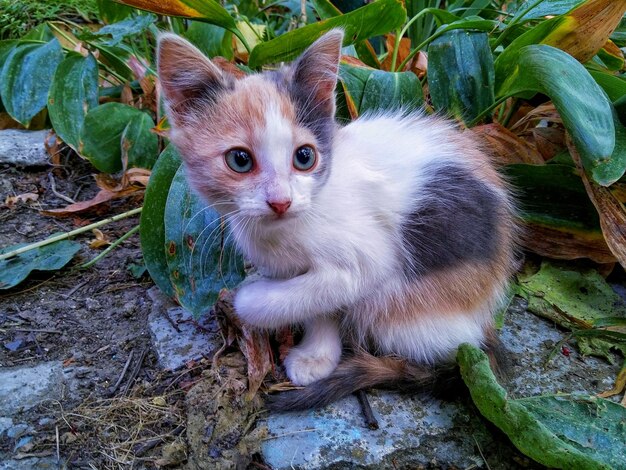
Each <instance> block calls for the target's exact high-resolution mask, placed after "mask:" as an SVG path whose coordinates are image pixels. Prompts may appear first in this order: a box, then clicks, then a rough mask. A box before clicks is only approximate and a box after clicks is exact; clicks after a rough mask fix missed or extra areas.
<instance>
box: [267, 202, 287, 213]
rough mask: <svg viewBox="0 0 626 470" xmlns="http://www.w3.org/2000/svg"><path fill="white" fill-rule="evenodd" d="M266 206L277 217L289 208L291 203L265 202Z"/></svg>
mask: <svg viewBox="0 0 626 470" xmlns="http://www.w3.org/2000/svg"><path fill="white" fill-rule="evenodd" d="M267 205H268V206H270V208H271V209H272V210H273V211H274V212H276V214H278V215H283V214H284V213H285V212H287V209H289V206H291V201H290V200H287V201H267Z"/></svg>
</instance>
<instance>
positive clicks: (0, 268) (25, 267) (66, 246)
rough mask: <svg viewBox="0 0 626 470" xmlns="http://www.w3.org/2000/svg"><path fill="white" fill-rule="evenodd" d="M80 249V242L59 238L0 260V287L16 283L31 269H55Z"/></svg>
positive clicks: (70, 259) (0, 253)
mask: <svg viewBox="0 0 626 470" xmlns="http://www.w3.org/2000/svg"><path fill="white" fill-rule="evenodd" d="M22 246H24V244H20V245H14V246H10V247H7V248H3V249H2V250H0V254H5V253H8V252H10V251H13V250H16V249H18V248H21V247H22ZM78 250H80V243H77V242H73V241H69V240H61V241H59V242H56V243H51V244H50V245H46V246H42V247H40V248H35V249H33V250H29V251H27V252H25V253H22V254H19V255H17V256H13V257H12V258H9V259H6V260H0V289H10V288H11V287H14V286H16V285H18V284H19V283H20V282H22V281H23V280H24V279H26V278H27V277H28V275H29V274H30V273H31V272H32V271H55V270H57V269H61V268H62V267H63V266H65V265H66V264H67V263H69V262H70V261H71V259H72V258H73V257H74V255H75V254H76V253H77V252H78Z"/></svg>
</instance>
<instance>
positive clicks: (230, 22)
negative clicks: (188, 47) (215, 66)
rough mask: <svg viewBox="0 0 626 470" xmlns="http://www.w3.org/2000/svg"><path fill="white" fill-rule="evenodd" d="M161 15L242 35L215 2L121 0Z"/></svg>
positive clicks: (152, 0) (195, 0)
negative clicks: (196, 20) (197, 22)
mask: <svg viewBox="0 0 626 470" xmlns="http://www.w3.org/2000/svg"><path fill="white" fill-rule="evenodd" d="M119 1H120V3H124V4H126V5H130V6H133V7H136V8H139V9H140V10H147V11H151V12H153V13H156V14H159V15H168V16H180V17H183V18H192V19H197V20H199V21H204V22H206V23H211V24H214V25H217V26H221V27H222V28H225V29H228V30H229V31H232V32H233V33H235V35H238V36H239V35H240V32H239V30H238V29H237V25H236V24H235V20H234V19H233V17H232V16H230V13H228V11H226V9H224V7H222V6H221V5H220V4H219V3H218V2H216V1H215V0H119Z"/></svg>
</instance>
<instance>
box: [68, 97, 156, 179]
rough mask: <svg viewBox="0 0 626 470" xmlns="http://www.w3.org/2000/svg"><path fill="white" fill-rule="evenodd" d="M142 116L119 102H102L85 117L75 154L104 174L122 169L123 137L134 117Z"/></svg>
mask: <svg viewBox="0 0 626 470" xmlns="http://www.w3.org/2000/svg"><path fill="white" fill-rule="evenodd" d="M141 114H144V113H143V112H142V111H139V110H138V109H137V108H133V107H132V106H128V105H125V104H121V103H105V104H103V105H100V106H98V107H96V108H93V109H91V110H90V111H89V112H88V113H87V116H85V123H84V125H83V130H82V133H81V136H80V141H79V146H78V152H79V153H80V154H81V155H82V156H84V157H85V158H87V159H89V161H90V162H91V163H92V165H93V166H95V167H96V168H97V169H98V170H100V171H102V172H105V173H115V172H117V171H120V170H121V169H122V145H121V139H122V134H123V133H124V129H126V126H127V125H128V123H129V122H130V121H131V119H133V118H134V117H136V116H140V115H141Z"/></svg>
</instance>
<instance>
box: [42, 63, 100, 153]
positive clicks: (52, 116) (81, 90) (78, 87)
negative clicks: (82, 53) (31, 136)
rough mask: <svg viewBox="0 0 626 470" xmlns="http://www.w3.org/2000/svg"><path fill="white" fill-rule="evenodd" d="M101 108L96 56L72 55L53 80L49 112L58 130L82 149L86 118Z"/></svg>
mask: <svg viewBox="0 0 626 470" xmlns="http://www.w3.org/2000/svg"><path fill="white" fill-rule="evenodd" d="M96 106H98V63H97V62H96V59H95V58H94V57H93V55H91V54H88V55H87V56H86V57H83V56H82V55H81V54H79V53H78V52H68V53H67V55H66V56H65V59H63V61H62V62H61V63H60V64H59V66H58V67H57V70H56V72H55V74H54V77H53V78H52V85H51V86H50V93H49V94H48V113H49V114H50V121H51V122H52V126H53V127H54V131H55V132H56V133H57V134H58V135H59V137H61V139H63V141H64V142H65V143H67V144H68V145H69V146H70V147H72V148H73V149H74V150H77V149H78V143H79V139H80V133H81V131H82V128H83V123H84V121H85V115H86V114H87V111H89V110H90V109H91V108H95V107H96Z"/></svg>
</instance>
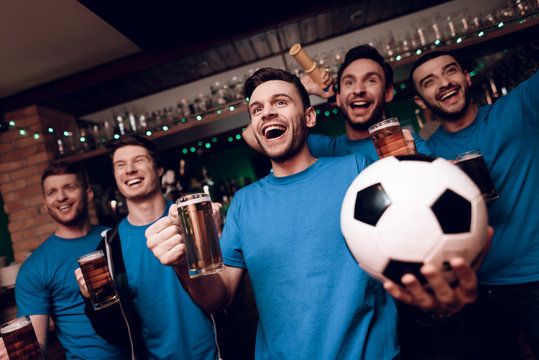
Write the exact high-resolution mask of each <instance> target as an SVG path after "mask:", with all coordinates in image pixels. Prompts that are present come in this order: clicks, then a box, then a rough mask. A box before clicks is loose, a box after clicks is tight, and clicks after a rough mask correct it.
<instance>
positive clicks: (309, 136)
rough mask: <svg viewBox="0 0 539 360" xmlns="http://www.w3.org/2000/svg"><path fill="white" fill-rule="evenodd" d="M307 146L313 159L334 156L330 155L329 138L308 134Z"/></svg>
mask: <svg viewBox="0 0 539 360" xmlns="http://www.w3.org/2000/svg"><path fill="white" fill-rule="evenodd" d="M307 146H308V147H309V151H310V152H311V154H312V155H313V156H314V157H317V158H318V157H324V156H330V157H331V156H335V155H334V154H332V152H331V149H332V144H331V138H330V137H329V136H325V135H321V134H309V136H308V137H307Z"/></svg>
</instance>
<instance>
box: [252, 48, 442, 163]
mask: <svg viewBox="0 0 539 360" xmlns="http://www.w3.org/2000/svg"><path fill="white" fill-rule="evenodd" d="M323 80H324V81H325V85H326V86H327V90H324V89H322V88H321V87H320V86H319V85H318V84H316V83H315V82H314V81H313V80H312V79H311V78H310V77H309V76H308V75H305V76H304V77H303V78H302V80H301V81H302V84H303V85H304V86H305V88H306V90H307V92H308V93H309V94H311V95H316V96H319V97H321V98H323V99H329V98H332V97H333V96H336V102H337V105H338V106H339V107H340V109H341V111H342V113H343V114H344V116H345V121H346V122H345V133H344V134H342V135H340V136H328V135H323V134H310V135H309V137H308V142H307V143H308V146H309V150H310V151H311V154H312V155H313V156H315V157H336V156H346V155H349V154H353V153H360V154H362V155H364V156H366V157H367V158H369V159H370V160H372V161H376V160H378V153H377V152H376V149H375V147H374V144H373V142H372V140H371V138H370V135H369V130H368V129H369V126H371V125H374V124H376V123H377V122H379V121H381V120H383V118H384V106H385V104H386V103H388V102H390V101H392V100H393V70H392V69H391V67H390V66H389V64H387V63H386V62H384V58H383V57H382V55H380V53H379V52H378V51H377V50H376V49H375V48H373V47H372V46H370V45H360V46H356V47H354V48H352V49H350V50H349V51H348V52H347V53H346V56H345V58H344V62H343V64H342V65H341V67H340V68H339V72H338V75H337V84H338V87H337V88H336V92H335V90H334V89H333V86H332V85H333V80H332V79H331V77H330V76H329V74H327V73H324V76H323ZM404 131H405V135H406V136H407V139H408V141H409V142H412V138H413V139H414V140H415V146H416V148H417V151H418V152H419V153H421V154H425V155H431V154H432V153H431V151H430V149H429V148H428V146H427V145H426V143H425V141H424V140H423V139H422V138H421V137H419V136H417V135H416V134H411V133H410V132H409V130H407V129H405V130H404ZM243 137H244V139H245V141H246V142H247V144H249V145H250V146H251V147H252V148H254V149H258V150H260V148H259V144H258V143H257V142H256V141H255V140H254V136H253V134H252V131H251V126H250V125H249V126H247V127H246V129H245V131H244V132H243ZM410 137H412V138H410Z"/></svg>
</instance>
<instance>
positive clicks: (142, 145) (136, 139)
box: [107, 135, 162, 169]
mask: <svg viewBox="0 0 539 360" xmlns="http://www.w3.org/2000/svg"><path fill="white" fill-rule="evenodd" d="M128 145H136V146H142V147H143V148H145V149H146V150H148V154H149V155H150V157H151V158H152V160H153V163H154V166H155V168H156V169H159V168H160V167H162V163H161V156H160V155H159V151H158V150H157V148H156V147H155V145H154V144H153V143H152V142H151V141H150V140H149V139H147V138H145V137H142V136H140V135H129V136H126V137H121V138H119V139H117V140H113V141H111V142H109V143H108V144H107V150H108V153H109V156H110V158H111V159H112V158H113V156H114V153H115V152H116V150H118V149H119V148H122V147H124V146H128Z"/></svg>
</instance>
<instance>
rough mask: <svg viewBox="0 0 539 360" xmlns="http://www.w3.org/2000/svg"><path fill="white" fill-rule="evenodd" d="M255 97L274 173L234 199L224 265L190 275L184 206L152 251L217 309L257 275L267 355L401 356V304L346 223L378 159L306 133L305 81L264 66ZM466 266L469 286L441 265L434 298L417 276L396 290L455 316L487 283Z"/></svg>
mask: <svg viewBox="0 0 539 360" xmlns="http://www.w3.org/2000/svg"><path fill="white" fill-rule="evenodd" d="M245 92H246V96H247V97H249V98H250V100H249V114H250V117H251V128H252V129H253V134H254V136H255V138H256V141H257V143H258V144H259V147H260V149H261V150H262V152H263V153H264V154H266V156H267V157H268V158H269V159H270V160H271V164H272V169H273V172H272V173H271V174H269V175H268V176H266V177H265V178H263V179H261V180H259V181H257V182H255V183H253V184H251V185H248V186H246V187H244V188H242V189H240V190H239V191H238V192H237V193H236V194H235V196H234V199H233V200H232V204H231V207H230V209H229V212H228V213H227V220H226V222H225V227H224V230H223V234H222V236H221V240H220V241H221V247H222V252H223V259H224V262H225V265H226V266H225V269H224V270H223V271H221V272H219V273H217V274H211V275H206V276H200V277H197V278H190V276H189V272H188V269H187V266H186V252H185V244H184V241H183V238H182V235H181V232H180V230H179V227H178V225H179V222H178V221H177V216H176V212H177V208H176V207H171V208H170V212H169V216H168V217H165V218H163V219H160V220H159V221H157V222H156V223H155V224H153V225H152V226H150V227H149V228H148V229H147V230H146V237H147V239H148V241H147V244H148V247H149V248H150V249H151V250H152V252H153V253H154V255H155V256H156V257H157V258H158V259H159V260H160V261H161V262H162V263H163V264H166V265H171V266H172V267H173V268H174V269H175V270H176V272H177V274H178V277H179V279H180V281H181V283H182V284H183V285H184V286H185V288H186V289H187V291H188V292H189V294H190V295H191V297H192V298H193V299H194V301H195V302H196V303H197V304H199V305H200V306H201V307H202V308H203V309H205V310H207V311H208V312H218V311H220V310H221V309H223V308H225V307H226V306H228V305H229V304H230V303H231V301H232V300H233V297H234V294H235V292H236V290H237V288H238V285H239V283H240V280H241V277H242V275H243V272H244V271H245V270H247V271H248V272H249V276H250V279H251V284H252V287H253V291H254V297H255V299H256V304H257V308H258V311H259V315H260V316H259V323H258V331H257V341H256V349H255V357H256V358H257V359H290V360H301V359H360V358H361V359H376V360H381V359H388V360H392V359H395V358H396V357H398V355H399V346H398V341H397V330H396V327H397V317H396V309H395V303H394V301H393V299H392V298H391V296H390V295H389V294H388V292H386V290H384V286H383V285H382V284H381V283H380V282H378V281H377V280H375V279H374V278H371V277H369V276H368V275H367V274H366V273H365V272H363V271H362V270H361V269H360V268H359V267H358V266H357V263H356V262H355V260H354V259H353V257H352V255H351V254H350V252H349V250H348V249H347V247H346V243H345V241H344V240H343V237H342V233H341V229H340V225H339V224H340V220H339V219H340V209H341V204H342V199H343V197H344V194H345V192H346V190H347V189H348V186H349V185H350V183H351V182H352V180H353V179H354V178H355V177H356V176H357V174H358V172H359V171H361V170H363V169H364V168H365V167H366V166H367V165H368V164H369V162H370V161H369V160H367V159H366V158H365V157H364V156H363V155H360V154H353V155H350V156H345V157H336V158H319V159H318V158H315V157H313V156H312V155H311V153H310V152H309V149H308V147H307V142H306V141H307V132H308V129H309V128H311V127H313V126H314V125H315V124H316V113H315V111H314V108H313V107H312V106H310V102H309V95H308V94H307V92H306V90H305V88H304V87H303V85H302V84H301V82H300V80H299V79H298V78H297V77H296V76H294V75H292V74H290V73H288V72H285V71H283V70H279V69H271V68H263V69H260V70H258V71H257V72H256V73H255V74H253V75H252V76H251V77H250V78H249V79H248V80H247V81H246V83H245ZM336 174H338V176H336ZM455 260H457V259H452V262H451V264H452V265H453V266H454V268H456V269H458V273H459V280H460V285H459V286H458V287H457V288H458V289H452V288H451V287H450V286H449V284H448V283H447V282H446V281H445V280H444V279H443V277H442V275H441V273H440V272H438V271H436V270H434V271H432V272H431V270H432V267H430V269H429V268H428V267H427V268H424V269H423V270H424V271H423V273H424V274H425V275H427V278H428V279H429V284H430V285H431V286H432V289H433V290H434V292H433V293H427V292H426V291H425V290H424V289H423V287H422V286H421V285H420V284H419V282H418V280H417V279H416V278H415V277H414V276H411V277H407V279H406V281H405V283H406V289H403V288H401V287H398V286H397V285H396V284H394V283H387V284H385V287H386V289H387V290H388V291H389V292H390V293H391V294H392V295H393V296H395V297H396V298H398V299H400V300H403V301H406V302H409V303H414V304H421V307H422V309H424V310H427V311H430V310H432V311H445V310H447V309H449V308H451V309H452V310H455V311H456V310H458V309H459V308H461V307H462V306H463V305H464V304H465V303H468V302H471V301H473V300H474V299H475V295H474V290H475V287H476V281H475V274H474V272H473V270H472V269H471V268H470V267H469V266H468V265H466V264H464V263H463V262H462V261H460V262H459V261H458V260H457V261H455ZM426 270H428V271H427V272H428V273H426V272H425V271H426ZM407 275H408V274H407ZM463 290H464V291H463ZM418 306H419V305H418Z"/></svg>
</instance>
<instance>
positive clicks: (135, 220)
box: [126, 192, 166, 226]
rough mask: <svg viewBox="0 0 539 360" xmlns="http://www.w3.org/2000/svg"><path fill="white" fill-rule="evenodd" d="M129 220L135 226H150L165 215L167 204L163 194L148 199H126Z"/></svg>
mask: <svg viewBox="0 0 539 360" xmlns="http://www.w3.org/2000/svg"><path fill="white" fill-rule="evenodd" d="M126 203H127V210H128V211H129V213H128V214H127V220H128V221H129V223H131V224H132V225H135V226H143V225H148V224H150V223H152V222H154V221H156V220H157V219H159V218H160V217H161V215H163V213H164V212H165V209H166V202H165V198H164V197H163V194H161V193H160V192H156V193H154V195H152V196H151V197H149V198H146V199H134V200H133V199H126Z"/></svg>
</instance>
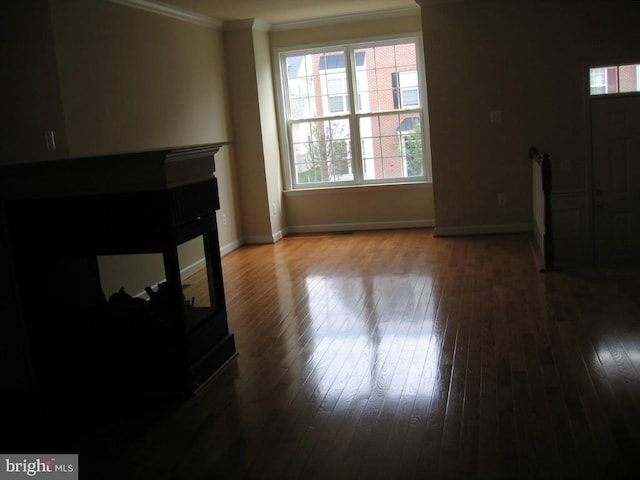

---

_Work to be completed:_ Report how many of the lines above contain the string "order", counting only matches in the same case, and give the number alone.

_Solution to this problem:_ 2